• _Problem to work on_:
Collect every line below that contains the word "wooden".

━━━━━ Source records

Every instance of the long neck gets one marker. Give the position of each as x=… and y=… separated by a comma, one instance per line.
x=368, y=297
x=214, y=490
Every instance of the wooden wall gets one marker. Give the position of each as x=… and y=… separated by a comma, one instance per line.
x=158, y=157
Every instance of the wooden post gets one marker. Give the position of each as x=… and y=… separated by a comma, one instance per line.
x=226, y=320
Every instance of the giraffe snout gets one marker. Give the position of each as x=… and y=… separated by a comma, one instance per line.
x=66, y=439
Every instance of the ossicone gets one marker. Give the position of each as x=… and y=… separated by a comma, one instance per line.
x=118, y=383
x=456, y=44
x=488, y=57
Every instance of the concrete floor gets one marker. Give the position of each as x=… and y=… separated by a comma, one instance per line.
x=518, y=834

━━━━━━━━━━
━━━━━ Source records

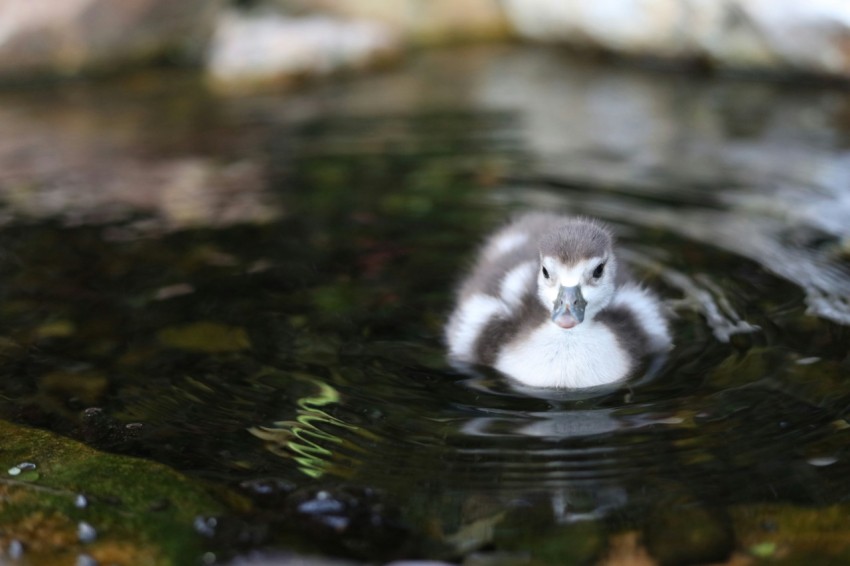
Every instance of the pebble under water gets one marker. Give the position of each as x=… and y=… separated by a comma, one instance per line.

━━━━━━━━━━

• _Answer_:
Every instance of the wooden wall gets one marker. Give the position of each as x=… and y=… separated by a comma, one instance per line.
Every instance of the wooden post gets one marker. Give the position of each as x=… and y=… separated by a comma, one instance per line.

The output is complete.